# COMPLETE THE FOLLOWING
#1 In the passage on data sharing in zooarchaeology, from which decade does the "orphaned" faunal dataset come?
#2 Extend the passage on data sharing in zooarchaeology with a further paragraph that picks up after its final sentence.

Recent policy changes, such as the National Science Foundation (NSF) requiring “data management plans” of all grant-seekers (see NSF press release on May 10, 2010: http://www.nsf.gov/news/news_summ.jsp?cntn_id=116928), promise to raise the professional stakes in data sharing. In light of the increasing professional significance of data sharing, this paper highlights the perspective of “end users” who consume and seek to reuse data. We compare analytic results of three zooarchaeologists who conducted blind analysis on an “orphaned” faunal dataset from the 1960s. Our results highlight how publishing original datasets can be of value to future data consumers. Ideally, data dissemination should be accompanied by published syntheses, but our results also demonstrate that data sharing can be useful even in cases without accompanying reports, provided datasets have minimal documentation and demonstrate sufficient quality.

# RECORDED DATA
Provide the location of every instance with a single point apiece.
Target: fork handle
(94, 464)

# ANSWERS FOR THE EXERCISE
#1 The 1960s.

#2
We show some of the analytical value of data sharing by demonstrating the diversity of interpretive outcomes when different researchers analyze the same dataset independently of each other. We find that no two zooarchaeologists will analyze the same dataset in exactly the same way. This point comes as no surprise, since research outcomes are heavily influenced by the research questions and the analyst’s background and choice of analytical methods. This alone provides a strong argument for primary data that contribute to a synthetic analysis to be shared in full. However, some researchers doubt whether “other people’s data” can be used by others. Our study demonstrates that seeking for obvious indicators of quality and a level of integrity sufficient to permit analysis is a critical, yet far under-appreciated, aspect to using data produced by others. It is, in fact, the essential element that allows for intelligible reuse of a dataset whether to replicate prior interpretations or to explore new directions beyond the original analyst’s work. Though this study involved zooarchaeological data, the implications of our results reach far beyond the scope of archaeology, and our recommendations may apply to other disciplines.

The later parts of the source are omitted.